Problem:
Below are the records; collect from them each line containing the string "loose".

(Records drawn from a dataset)
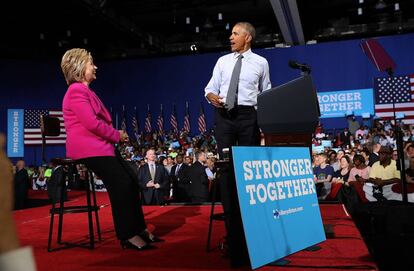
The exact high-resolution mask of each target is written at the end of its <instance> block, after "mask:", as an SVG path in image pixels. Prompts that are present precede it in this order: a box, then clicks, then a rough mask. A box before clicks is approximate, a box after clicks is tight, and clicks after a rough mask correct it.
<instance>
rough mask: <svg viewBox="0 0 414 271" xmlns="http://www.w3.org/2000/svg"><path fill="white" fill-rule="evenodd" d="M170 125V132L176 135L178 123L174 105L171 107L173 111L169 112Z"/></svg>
mask: <svg viewBox="0 0 414 271" xmlns="http://www.w3.org/2000/svg"><path fill="white" fill-rule="evenodd" d="M170 124H171V130H172V131H173V132H174V133H177V132H178V123H177V113H176V111H175V104H174V105H173V110H172V112H171V118H170Z"/></svg>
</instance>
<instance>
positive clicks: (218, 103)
mask: <svg viewBox="0 0 414 271" xmlns="http://www.w3.org/2000/svg"><path fill="white" fill-rule="evenodd" d="M206 98H207V99H208V100H209V101H210V103H211V104H212V105H214V106H215V107H217V108H223V106H224V103H223V101H222V98H223V97H220V96H218V95H216V94H214V93H212V92H210V93H209V94H207V96H206Z"/></svg>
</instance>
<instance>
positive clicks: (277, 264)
mask: <svg viewBox="0 0 414 271" xmlns="http://www.w3.org/2000/svg"><path fill="white" fill-rule="evenodd" d="M287 264H290V261H289V260H286V259H285V258H282V259H279V260H277V261H274V262H271V263H268V264H266V265H268V266H285V265H287Z"/></svg>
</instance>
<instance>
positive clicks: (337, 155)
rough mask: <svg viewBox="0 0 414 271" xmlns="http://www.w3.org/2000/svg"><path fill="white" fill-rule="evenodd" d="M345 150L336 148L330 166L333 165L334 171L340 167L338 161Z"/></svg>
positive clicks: (340, 158) (339, 161)
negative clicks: (332, 159)
mask: <svg viewBox="0 0 414 271" xmlns="http://www.w3.org/2000/svg"><path fill="white" fill-rule="evenodd" d="M344 155H345V151H344V150H338V152H337V153H336V160H335V161H331V166H332V167H333V169H334V171H337V170H338V169H339V168H340V161H341V159H342V157H344Z"/></svg>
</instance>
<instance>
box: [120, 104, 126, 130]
mask: <svg viewBox="0 0 414 271" xmlns="http://www.w3.org/2000/svg"><path fill="white" fill-rule="evenodd" d="M121 130H124V131H126V109H125V105H123V106H122V119H121Z"/></svg>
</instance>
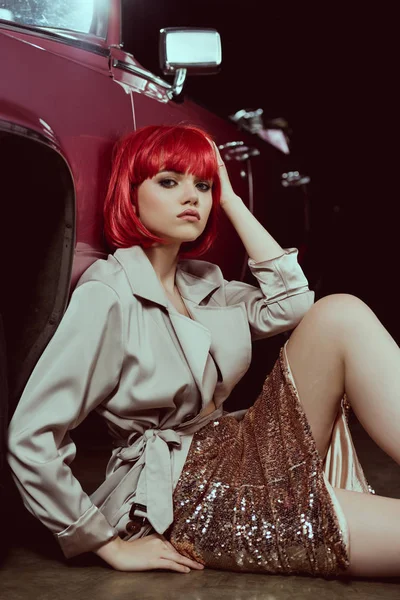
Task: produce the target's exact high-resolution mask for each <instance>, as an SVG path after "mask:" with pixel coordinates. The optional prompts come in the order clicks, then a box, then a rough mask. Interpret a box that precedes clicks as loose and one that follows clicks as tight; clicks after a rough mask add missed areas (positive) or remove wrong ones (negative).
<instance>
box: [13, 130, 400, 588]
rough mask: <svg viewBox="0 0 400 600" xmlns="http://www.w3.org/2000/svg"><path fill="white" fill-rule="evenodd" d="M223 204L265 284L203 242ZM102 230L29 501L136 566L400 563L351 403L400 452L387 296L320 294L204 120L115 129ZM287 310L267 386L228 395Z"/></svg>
mask: <svg viewBox="0 0 400 600" xmlns="http://www.w3.org/2000/svg"><path fill="white" fill-rule="evenodd" d="M220 208H222V210H223V211H225V214H226V215H227V216H228V218H229V219H230V221H231V223H232V225H233V226H234V228H235V229H236V231H237V233H238V235H239V237H240V238H241V240H242V242H243V244H244V246H245V248H246V251H247V253H248V255H249V257H250V260H249V267H250V269H251V271H252V273H253V275H254V276H255V278H256V280H257V283H258V285H257V286H254V287H253V286H250V285H247V284H244V283H241V282H235V281H231V282H227V281H225V280H224V279H223V277H222V275H221V272H220V270H219V268H218V267H216V266H215V265H212V264H210V263H207V262H204V261H199V260H192V258H191V257H194V256H199V255H200V254H201V253H203V252H204V251H205V250H206V249H207V248H208V247H209V246H210V245H211V243H212V241H213V239H214V238H215V236H216V234H217V213H218V210H219V209H220ZM105 232H106V236H107V240H108V242H109V244H110V246H112V247H113V248H114V249H116V251H115V252H114V254H112V255H109V257H108V260H106V261H105V260H99V261H97V262H96V263H94V264H93V265H92V266H91V267H90V268H89V269H88V270H87V271H86V272H85V273H84V275H83V276H82V278H81V279H80V281H79V283H78V286H77V287H76V290H75V292H74V294H73V296H72V299H71V302H70V305H69V307H68V309H67V311H66V313H65V315H64V318H63V320H62V322H61V324H60V326H59V328H58V329H57V332H56V334H55V335H54V337H53V339H52V340H51V342H50V344H49V345H48V347H47V348H46V350H45V352H44V353H43V355H42V357H41V358H40V360H39V362H38V364H37V366H36V368H35V370H34V372H33V374H32V376H31V378H30V380H29V382H28V384H27V386H26V388H25V390H24V393H23V395H22V398H21V400H20V402H19V405H18V408H17V410H16V412H15V415H14V417H13V419H12V422H11V426H10V430H9V463H10V466H11V469H12V471H13V474H14V478H15V481H16V483H17V485H18V487H19V489H20V491H21V494H22V496H23V499H24V502H25V504H26V506H27V507H28V509H29V510H30V511H31V512H32V513H33V514H35V515H36V516H37V517H38V518H39V519H40V520H41V521H42V522H43V523H44V524H45V525H46V526H47V527H49V528H50V529H51V530H52V531H53V532H54V534H55V536H56V538H57V539H58V541H59V543H60V544H61V547H62V549H63V551H64V554H65V556H67V557H71V556H75V555H77V554H80V553H82V552H85V551H93V552H95V553H96V554H98V555H99V556H100V557H101V558H103V559H104V560H105V561H106V562H107V563H108V564H110V565H111V566H112V567H113V568H115V569H118V570H131V571H135V570H147V569H161V568H162V569H170V570H173V571H178V572H188V571H189V570H190V569H201V568H203V566H204V565H206V566H211V567H216V568H225V569H231V570H243V571H263V572H273V573H298V572H299V573H310V574H314V575H339V574H349V575H362V576H383V575H398V574H399V573H400V559H399V553H398V550H399V549H400V535H399V528H398V527H397V526H396V523H398V522H400V521H399V516H400V502H399V501H398V500H394V499H388V498H382V497H378V496H374V495H371V494H369V493H368V491H369V489H368V485H367V482H366V481H365V477H364V475H363V472H362V469H361V467H360V465H359V463H358V460H357V457H356V455H355V452H354V448H353V446H352V442H351V437H350V434H349V430H348V427H347V423H346V419H345V409H346V402H347V399H346V395H348V397H349V399H350V402H351V404H352V406H353V408H354V410H355V412H356V414H357V416H358V418H359V419H360V421H361V423H362V424H363V425H364V427H365V428H366V430H367V431H368V432H369V433H370V435H371V436H372V437H373V438H374V439H375V441H376V442H377V443H378V444H380V446H381V447H382V448H383V449H384V450H385V451H386V452H387V453H388V454H390V455H391V456H392V457H393V458H394V459H396V460H397V461H398V462H399V461H400V444H399V442H398V439H399V430H400V425H399V416H400V403H399V400H398V399H399V397H400V378H399V377H398V376H397V372H398V365H399V361H400V351H399V348H398V347H397V345H396V344H395V342H394V340H393V339H392V338H391V336H390V335H389V334H388V332H387V331H386V330H385V329H384V328H383V326H382V325H381V324H380V322H379V321H378V319H377V318H376V317H375V315H374V314H373V313H372V311H371V310H370V309H369V308H368V307H367V306H366V305H365V304H364V303H363V302H362V301H360V300H358V299H357V298H355V297H353V296H350V295H347V294H335V295H332V296H329V297H325V298H323V299H322V300H319V301H318V302H316V303H315V304H314V305H313V300H314V295H313V293H312V292H310V291H309V289H308V284H307V280H306V279H305V277H304V274H303V272H302V270H301V268H300V266H299V265H298V263H297V250H296V249H295V248H289V249H283V248H281V247H280V245H279V244H278V243H277V242H276V241H275V240H274V239H273V238H272V237H271V235H270V234H269V233H268V232H267V231H266V230H265V229H264V227H263V226H262V225H261V224H260V223H259V222H258V221H257V220H256V219H255V218H254V216H253V215H252V214H251V213H250V212H249V211H248V210H247V208H246V207H245V205H244V204H243V202H242V200H241V199H240V198H239V197H238V196H237V195H236V194H235V193H234V191H233V190H232V187H231V185H230V182H229V178H228V175H227V172H226V168H225V166H224V163H223V161H222V159H221V156H220V155H219V153H218V150H217V148H216V147H215V145H213V144H212V142H211V140H210V138H209V136H208V135H207V134H206V133H205V132H203V131H202V130H200V129H197V128H195V127H190V126H173V127H170V126H157V127H156V126H152V127H146V128H143V129H142V130H139V131H137V132H136V133H133V134H130V135H128V136H127V137H126V138H125V139H124V140H122V141H121V142H120V143H119V145H118V147H117V151H116V154H115V158H114V163H113V170H112V175H111V180H110V186H109V191H108V195H107V198H106V202H105ZM303 317H304V318H303ZM294 328H295V329H294ZM291 329H294V331H293V333H292V334H291V337H290V339H289V340H288V341H287V342H286V344H285V345H284V347H283V348H281V351H280V356H279V359H278V360H277V361H276V363H275V365H274V367H273V370H272V372H271V373H270V375H269V376H268V377H267V379H266V381H265V384H264V388H263V391H262V393H261V394H260V396H259V398H258V399H257V401H256V402H255V404H254V405H253V406H252V407H251V408H250V409H249V410H248V411H242V413H245V414H244V415H243V414H241V415H239V414H236V415H234V414H232V415H229V414H226V413H224V412H223V409H222V405H223V401H224V400H225V399H226V398H227V397H228V396H229V393H230V391H231V390H232V388H233V387H234V386H235V384H236V383H237V382H238V381H239V379H240V378H241V377H242V376H243V374H244V373H245V372H246V370H247V369H248V366H249V364H250V360H251V340H252V339H258V338H262V337H268V336H271V335H274V334H277V333H280V332H283V331H288V330H291ZM371 341H373V343H371ZM92 410H97V411H98V412H99V413H100V414H101V415H102V416H103V417H104V418H105V419H106V422H107V424H108V427H109V430H110V433H111V436H112V437H113V441H114V445H115V449H114V451H113V453H112V456H111V459H110V461H109V464H108V468H107V473H106V479H105V482H104V483H103V484H102V485H101V486H100V488H99V489H98V490H97V491H96V492H95V493H94V494H93V495H92V496H91V497H88V496H87V495H86V494H85V493H84V492H83V490H82V488H81V487H80V484H79V482H78V481H77V480H76V479H75V478H74V477H73V475H72V473H71V470H70V468H69V465H70V463H71V461H72V460H73V458H74V455H75V446H74V444H73V442H72V441H71V439H70V437H69V430H71V429H73V428H74V427H76V426H77V425H78V424H79V423H80V422H82V420H83V419H84V418H85V417H86V416H87V414H88V413H89V412H90V411H92ZM360 492H367V493H360Z"/></svg>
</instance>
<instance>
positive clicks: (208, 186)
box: [196, 181, 211, 192]
mask: <svg viewBox="0 0 400 600" xmlns="http://www.w3.org/2000/svg"><path fill="white" fill-rule="evenodd" d="M196 187H197V188H198V189H199V190H200V191H202V192H208V191H209V190H210V189H211V185H210V184H209V183H207V182H206V181H199V183H197V184H196Z"/></svg>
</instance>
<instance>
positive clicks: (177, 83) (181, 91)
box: [167, 69, 187, 100]
mask: <svg viewBox="0 0 400 600" xmlns="http://www.w3.org/2000/svg"><path fill="white" fill-rule="evenodd" d="M186 75H187V69H177V70H176V73H175V79H174V83H173V84H172V86H171V89H169V90H168V91H167V96H168V97H169V99H170V100H172V99H173V98H176V97H177V96H179V95H180V93H181V92H182V89H183V84H184V83H185V81H186Z"/></svg>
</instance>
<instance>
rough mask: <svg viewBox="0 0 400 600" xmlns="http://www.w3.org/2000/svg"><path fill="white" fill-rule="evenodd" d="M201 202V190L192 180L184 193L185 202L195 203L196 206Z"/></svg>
mask: <svg viewBox="0 0 400 600" xmlns="http://www.w3.org/2000/svg"><path fill="white" fill-rule="evenodd" d="M198 203H199V190H198V189H197V187H196V185H195V184H194V183H192V182H188V183H187V185H186V186H185V190H184V194H183V204H191V205H192V204H193V205H194V206H196V205H197V204H198Z"/></svg>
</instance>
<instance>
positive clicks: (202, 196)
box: [138, 171, 212, 244]
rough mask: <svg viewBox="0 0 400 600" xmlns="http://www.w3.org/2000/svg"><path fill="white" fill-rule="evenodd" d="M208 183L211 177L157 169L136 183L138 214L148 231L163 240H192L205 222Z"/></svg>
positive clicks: (208, 203)
mask: <svg viewBox="0 0 400 600" xmlns="http://www.w3.org/2000/svg"><path fill="white" fill-rule="evenodd" d="M211 186H212V182H211V181H205V180H203V179H200V178H199V177H196V175H192V174H190V173H177V172H176V171H160V172H159V173H157V175H155V176H154V177H152V178H151V179H146V180H145V181H143V183H141V184H140V185H139V187H138V216H139V218H140V220H141V221H142V223H143V225H144V226H145V227H147V229H148V230H149V231H150V232H151V233H153V234H154V235H157V236H158V237H162V238H163V239H165V240H166V241H167V242H170V243H174V242H175V243H179V244H181V243H183V242H192V241H194V240H196V239H197V238H198V237H199V236H200V235H201V234H202V233H203V231H204V229H205V226H206V224H207V220H208V217H209V214H210V211H211V207H212V193H211Z"/></svg>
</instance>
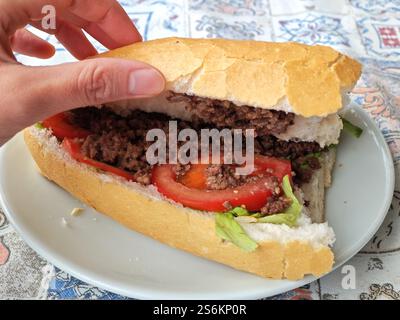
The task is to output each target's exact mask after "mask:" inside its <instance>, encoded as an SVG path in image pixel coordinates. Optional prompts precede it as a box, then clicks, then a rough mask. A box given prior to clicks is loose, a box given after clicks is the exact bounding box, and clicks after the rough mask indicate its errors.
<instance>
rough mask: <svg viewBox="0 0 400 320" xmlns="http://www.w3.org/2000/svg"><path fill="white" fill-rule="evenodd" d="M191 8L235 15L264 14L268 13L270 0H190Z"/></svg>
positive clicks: (193, 8)
mask: <svg viewBox="0 0 400 320" xmlns="http://www.w3.org/2000/svg"><path fill="white" fill-rule="evenodd" d="M189 3H190V9H192V10H202V11H209V12H217V13H224V14H229V15H234V16H263V15H265V14H267V10H268V0H220V1H208V0H190V1H189Z"/></svg>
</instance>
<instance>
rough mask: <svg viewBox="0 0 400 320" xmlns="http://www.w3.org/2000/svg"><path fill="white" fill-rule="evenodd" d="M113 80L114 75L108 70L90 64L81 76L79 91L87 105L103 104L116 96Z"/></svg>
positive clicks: (95, 64) (78, 82) (115, 90)
mask: <svg viewBox="0 0 400 320" xmlns="http://www.w3.org/2000/svg"><path fill="white" fill-rule="evenodd" d="M112 80H113V79H112V73H111V72H110V71H109V70H107V68H105V67H104V66H99V65H96V64H88V65H87V66H86V67H85V68H84V69H83V70H82V71H81V73H80V74H79V77H78V90H79V91H80V92H81V93H82V94H83V99H84V100H85V102H86V103H93V104H96V103H102V102H104V101H107V100H112V98H113V97H114V96H115V93H116V92H115V91H116V90H115V86H114V83H113V81H112Z"/></svg>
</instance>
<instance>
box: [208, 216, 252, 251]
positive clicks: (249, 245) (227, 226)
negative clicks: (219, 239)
mask: <svg viewBox="0 0 400 320" xmlns="http://www.w3.org/2000/svg"><path fill="white" fill-rule="evenodd" d="M235 209H237V208H235ZM235 209H234V210H235ZM244 210H245V209H244ZM246 211H247V210H246ZM242 213H243V212H242ZM215 230H216V233H217V236H219V237H220V238H222V239H224V240H227V241H230V242H232V243H233V244H235V245H236V246H238V247H239V248H241V249H243V250H245V251H248V252H251V251H254V250H255V249H257V247H258V244H257V242H255V241H254V240H253V239H251V238H250V237H249V236H248V235H247V234H246V232H245V231H244V230H243V228H242V226H241V225H240V224H239V223H238V222H237V221H235V216H234V214H233V213H232V212H226V213H219V214H217V215H216V217H215Z"/></svg>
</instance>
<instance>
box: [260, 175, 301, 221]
mask: <svg viewBox="0 0 400 320" xmlns="http://www.w3.org/2000/svg"><path fill="white" fill-rule="evenodd" d="M282 189H283V192H284V193H285V196H286V197H288V198H289V199H291V200H292V204H291V205H290V206H289V208H287V209H286V210H285V212H282V213H276V214H273V215H270V216H266V217H263V218H260V219H258V222H262V223H273V224H286V225H288V226H289V227H295V226H296V225H297V220H298V219H299V217H300V214H301V209H302V205H301V204H300V202H299V200H297V198H296V196H295V195H294V193H293V190H292V186H291V185H290V180H289V176H285V177H284V178H283V180H282Z"/></svg>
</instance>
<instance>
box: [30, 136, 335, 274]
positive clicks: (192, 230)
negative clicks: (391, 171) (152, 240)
mask: <svg viewBox="0 0 400 320" xmlns="http://www.w3.org/2000/svg"><path fill="white" fill-rule="evenodd" d="M24 136H25V141H26V144H27V146H28V147H29V149H30V151H31V153H32V156H33V158H34V159H35V161H36V163H37V165H38V167H39V169H40V171H41V173H42V174H43V175H44V176H46V177H47V178H48V179H50V180H52V181H54V182H56V183H57V184H58V185H60V186H61V187H62V188H64V189H65V190H67V191H68V192H70V193H71V194H72V195H74V196H75V197H77V198H78V199H80V200H81V201H83V202H85V203H86V204H88V205H89V206H91V207H93V208H95V209H96V210H98V211H99V212H102V213H103V214H105V215H107V216H109V217H111V218H112V219H114V220H116V221H118V222H120V223H121V224H123V225H125V226H126V227H128V228H130V229H132V230H135V231H138V232H140V233H143V234H145V235H147V236H150V237H152V238H154V239H156V240H159V241H161V242H163V243H165V244H168V245H170V246H172V247H175V248H178V249H181V250H185V251H188V252H190V253H192V254H195V255H197V256H201V257H204V258H207V259H210V260H214V261H217V262H220V263H223V264H225V265H228V266H231V267H233V268H236V269H239V270H243V271H247V272H251V273H254V274H257V275H259V276H262V277H266V278H273V279H281V278H287V279H291V280H296V279H301V278H303V277H304V275H306V274H313V275H315V276H320V275H322V274H324V273H326V272H328V271H330V270H331V268H332V264H333V253H332V251H331V249H330V248H329V247H328V246H320V247H318V248H315V247H313V246H312V245H311V244H310V243H308V242H300V241H290V242H287V243H286V244H282V243H279V242H277V241H264V242H261V243H259V247H258V248H257V249H256V250H255V251H254V252H251V253H248V252H245V251H243V250H241V249H239V248H238V247H236V246H235V245H233V244H232V243H230V242H224V241H222V240H221V239H220V238H218V237H217V236H216V234H215V221H214V217H213V216H212V215H207V214H199V213H198V212H195V211H193V210H189V209H185V208H183V207H179V206H175V205H173V204H171V203H169V202H167V201H160V200H157V199H153V198H151V197H147V196H146V195H144V194H141V193H139V192H135V191H134V190H131V189H129V188H126V187H124V186H123V185H121V184H118V183H115V182H113V180H112V179H110V181H104V180H102V179H100V178H99V175H98V174H97V173H96V172H95V171H94V170H93V169H92V168H90V167H88V166H85V165H83V166H81V165H79V166H78V165H76V164H77V163H76V162H75V161H74V160H71V161H65V159H63V158H62V157H60V156H57V154H55V152H54V151H52V150H49V149H48V148H45V146H44V145H43V144H42V143H41V142H40V141H39V140H38V138H37V137H35V136H34V135H32V134H31V132H30V131H29V129H28V130H26V131H25V135H24ZM86 167H87V168H86Z"/></svg>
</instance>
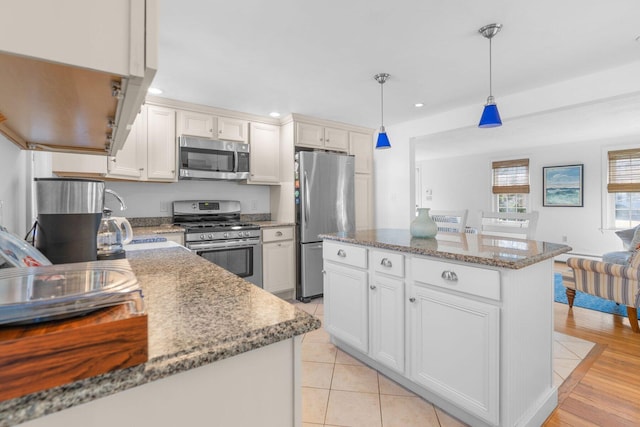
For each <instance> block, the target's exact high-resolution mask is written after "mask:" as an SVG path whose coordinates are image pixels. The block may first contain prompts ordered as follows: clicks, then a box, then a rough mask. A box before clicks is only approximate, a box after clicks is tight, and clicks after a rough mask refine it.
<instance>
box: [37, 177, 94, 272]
mask: <svg viewBox="0 0 640 427" xmlns="http://www.w3.org/2000/svg"><path fill="white" fill-rule="evenodd" d="M34 181H35V189H36V204H37V212H38V216H37V225H36V231H35V246H36V248H38V250H40V252H42V253H43V255H44V256H46V257H47V258H48V259H49V260H50V261H51V262H52V263H53V264H66V263H70V262H85V261H95V260H96V259H97V241H96V236H97V233H98V227H99V226H100V220H101V219H102V211H103V209H104V193H105V186H104V181H99V180H93V179H80V178H34Z"/></svg>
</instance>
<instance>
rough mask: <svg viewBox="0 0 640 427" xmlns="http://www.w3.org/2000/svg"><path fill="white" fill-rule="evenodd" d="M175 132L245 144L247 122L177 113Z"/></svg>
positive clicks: (247, 122)
mask: <svg viewBox="0 0 640 427" xmlns="http://www.w3.org/2000/svg"><path fill="white" fill-rule="evenodd" d="M177 123H178V126H177V131H178V136H180V135H191V136H201V137H204V138H213V139H222V140H225V141H237V142H244V143H247V142H248V141H249V122H248V121H246V120H239V119H233V118H229V117H216V116H214V115H211V114H206V113H198V112H194V111H178V117H177Z"/></svg>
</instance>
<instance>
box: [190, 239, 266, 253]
mask: <svg viewBox="0 0 640 427" xmlns="http://www.w3.org/2000/svg"><path fill="white" fill-rule="evenodd" d="M259 244H260V240H259V239H254V240H240V241H235V242H223V243H188V244H187V249H191V250H192V251H197V250H207V249H224V248H237V247H240V246H258V245H259Z"/></svg>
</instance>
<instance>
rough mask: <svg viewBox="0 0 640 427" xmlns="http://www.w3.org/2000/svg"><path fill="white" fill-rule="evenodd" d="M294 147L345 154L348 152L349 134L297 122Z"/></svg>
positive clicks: (338, 129)
mask: <svg viewBox="0 0 640 427" xmlns="http://www.w3.org/2000/svg"><path fill="white" fill-rule="evenodd" d="M295 145H297V146H300V147H309V148H323V149H327V150H333V151H342V152H345V153H346V152H347V151H349V132H348V131H346V130H343V129H337V128H331V127H325V126H319V125H315V124H311V123H303V122H297V123H296V140H295Z"/></svg>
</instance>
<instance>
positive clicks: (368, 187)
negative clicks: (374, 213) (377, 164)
mask: <svg viewBox="0 0 640 427" xmlns="http://www.w3.org/2000/svg"><path fill="white" fill-rule="evenodd" d="M354 192H355V199H356V200H355V208H356V230H368V229H371V228H373V177H372V175H366V174H359V173H357V174H355V181H354Z"/></svg>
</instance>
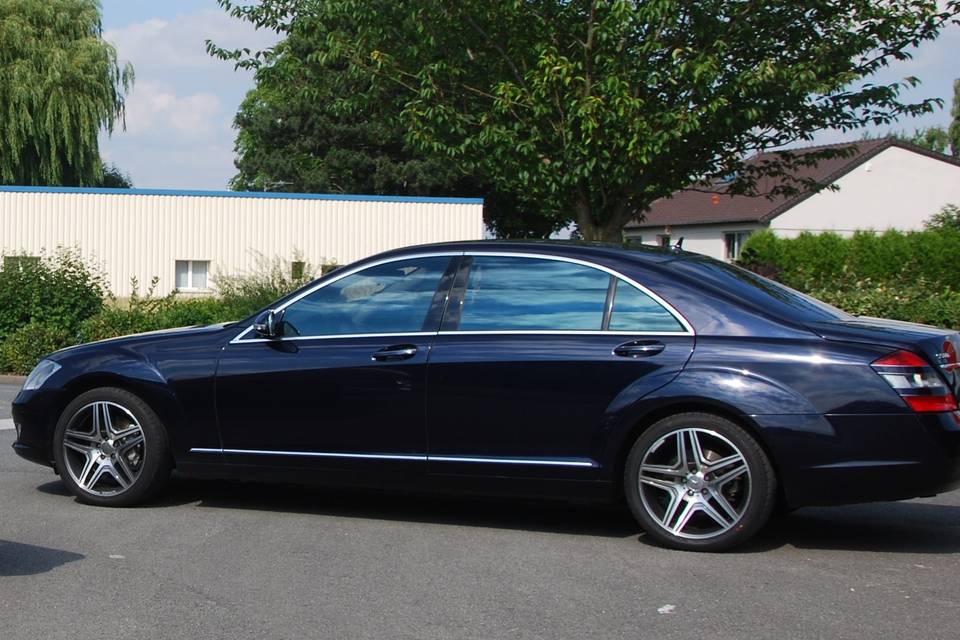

Written response:
Task: produce the target's exact high-resolution mask for each <instance>, as an SVG path after "mask:" with pixel coordinates. The optional prompts come in the order clicks, then a box, then a rough mask. Interpret a box that precedes clicks as loose and one that follows clicks as tight; clicks after a rough mask add missed areas (positive) or remove wrong ones (negative).
The task is to output each target's exact mask after "mask:" inside its <instance>, encoded as an SVG path in image pixel coordinates. Optional prompts precede it as a box, then clicks, then a rough mask. A box given prior to clicks is loose, a box given after clicks is the exact bounding box, and clicks after the rough mask indicate its errors.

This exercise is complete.